Article

========================

Elevator group controls of the type described above are often used with
elevator installations for the control of DOWN-peak and/or UP-peak
traffic, as described for example in the German patent document DE-A 18 03
648 or in the European patent document EP-B 0 091 554 (corresponding to
the U.S. Pat. No. 4,492,288). Elevator controls of this type make it
possible to empty a building in relatively short time in case of extreme
collective traffic incidence in the direction of a main floor, for
example, at the end of the workday in an office building. In this case,
the peak traffic portion of the control can be activated by a switch clock
or by a measuring device determining the traffic flow in direction of the
main floor, wherein at the same time the servicing of calls in the
UP-direction can be reduced or completely eliminated. The control
algorithm or calculation formula is based upon minimizing the waiting time
of the passengers as well as increasing the transport capacity of the
elevator group.
Until the above discussed switch clock or measuring device determining the
traffic flow becomes active, a considerable time interval can occur during
which not only the interfloor traffic but also the DOWN-peak traffic has
to be serviced. This case can occur, for example, at the start of the
lunch hour, at the closing hour of the office or through a sudden increase
in the traffic at the end of a conference at one or several intermediate
floors. In this case, few passengers occupy cars for upward travel so that
the many passengers who want to travel downward are subjected to
intolerably long waiting times. Besides, the transport capacity of the
elevator group is under utilized in such a case.
SUMMARY OF THE INVENTION
The present invention concerns an apparatus and a method for the assignment
of calls entered at the floors to cars of a group of elevators, wherein
solutions are computed by means of a calculation function and the best
solution is applied.
The calls are distributed to the cars according to specific optimization
criteria by means of the calculation function where operational
objectives, for example a minimum average waiting time of all passengers
or the highest possible transport capacity, can be taken as a basis. A
further important aspect in the assignment of calls are the prevailing
traffic conditions, wherein three independent traffic categories must be
distinguished, that is, intermediate floor traffic, UP-peak traffic and
DOWN-peak traffic.
The apparatus according to the present invention is a hall call allocation
device having a solution selection module which computes possible call
allocation solutions starting from a first time solution according to
predetermined conventional rules and current situation data for the group
of elevators. The first time solution and other possible solutions are
generated in sequence as a probable best call allocation solution to a
simulator module which uses data from a traffic model module representing
probable numbers of passengers and possible floor destinations for the
entered calls to generate factors data for passengers and/or elevator
components. A calculation module uses a calculation function to evaluate
the factors data and optimization criteria data from a group elevator
control to generate another call allocation solution corresponding to the
optimization criteria and the current traffic conditions in the elevator
group. The another solution is sent to the solution selection module which
checks to see if it is the best solution for the call allocation. If the
another solution is better than the previous best solution, it is checked
for future situations and stored as the best solution if acceptable. The
possible solutions are generated and evaluated until all possible
solutions have been evaluated, or the time available for allocation has
elapsed, or the current situation data changes.

========================

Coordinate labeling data
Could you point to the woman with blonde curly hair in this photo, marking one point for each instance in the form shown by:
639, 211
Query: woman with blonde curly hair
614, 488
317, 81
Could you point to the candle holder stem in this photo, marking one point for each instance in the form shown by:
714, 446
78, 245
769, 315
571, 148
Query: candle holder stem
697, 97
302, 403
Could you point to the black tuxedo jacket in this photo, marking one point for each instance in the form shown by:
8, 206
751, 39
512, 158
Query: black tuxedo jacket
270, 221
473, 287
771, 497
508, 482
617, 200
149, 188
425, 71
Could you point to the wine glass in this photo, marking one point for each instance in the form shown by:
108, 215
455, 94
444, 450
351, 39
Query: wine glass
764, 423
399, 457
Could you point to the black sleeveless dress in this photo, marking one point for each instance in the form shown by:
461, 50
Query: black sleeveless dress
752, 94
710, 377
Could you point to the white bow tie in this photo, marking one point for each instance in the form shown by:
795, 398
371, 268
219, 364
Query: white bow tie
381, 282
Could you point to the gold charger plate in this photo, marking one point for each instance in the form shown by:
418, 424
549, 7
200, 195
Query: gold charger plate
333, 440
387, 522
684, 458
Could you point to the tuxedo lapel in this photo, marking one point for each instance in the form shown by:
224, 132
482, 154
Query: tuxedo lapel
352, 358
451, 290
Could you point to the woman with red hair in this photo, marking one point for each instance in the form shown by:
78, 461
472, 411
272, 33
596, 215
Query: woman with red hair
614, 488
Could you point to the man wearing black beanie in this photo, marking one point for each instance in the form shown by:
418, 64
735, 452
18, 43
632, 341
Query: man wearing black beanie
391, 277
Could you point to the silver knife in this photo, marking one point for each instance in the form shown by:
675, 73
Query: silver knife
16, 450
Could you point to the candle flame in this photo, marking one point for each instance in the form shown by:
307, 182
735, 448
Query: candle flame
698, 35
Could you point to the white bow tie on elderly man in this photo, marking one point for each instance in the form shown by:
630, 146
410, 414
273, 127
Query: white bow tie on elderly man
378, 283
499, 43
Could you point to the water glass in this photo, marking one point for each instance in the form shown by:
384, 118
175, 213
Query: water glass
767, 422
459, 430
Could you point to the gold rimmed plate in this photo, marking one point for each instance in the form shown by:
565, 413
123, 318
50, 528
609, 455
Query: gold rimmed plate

========================

Actions to take
**a)** List every line of the records that contains the string "with", treating uppercase and lowercase as different.
**b)** Write the next part of the elevator control text, picking up after its last sentence.
The elevator control text and the records were taken from unrelated sources.

Responses for each task
**a)**
Could you point to the woman with blonde curly hair in this photo, marking one point for each instance in the form shown by:
Query: woman with blonde curly hair
Could you point to the woman with red hair in this photo, marking one point for each instance in the form shown by:
Query: woman with red hair

**b)**
The advantages realized with the present invention are that the elevator
control is automatically matched to the existing operational objectives,
optimization criteria, and changes in the traffic conditions. The
optimization criteria contained in the calculation module can be modified
simply and rapidly, which has an advantageous effect in case of special
requirements of the operator of the elevator installation.
BRIEF DESCRIPTION OF THE DRAWINGS
The above, as well as other advantages of the present invention, will
become readily apparent to those skilled in the art from the following
detailed description of a preferred embodiment when considered in the
light of the accompanying drawings in which:
FIG. 1 is a block diagram of an apparatus according to the present
invention for assigning hall calls utilizing the method according to the
present invention;
FIG. 2 is a diagram of the distribution of waiting times versus travelling
times of passengers;
FIG. 3a is a diagram of the waiting time plotted as a function of the
number of passengers during the transition from interfloor traffic to
DOWN-peak traffic;
FIG. 3b is another diagram of the waiting time plotted as a function of the
number of passengers during the transition from interfloor traffic to
DOWN-peak traffic; and
FIG. 4 is a flow diagram of the method for assigning hall calls according
to the present invention.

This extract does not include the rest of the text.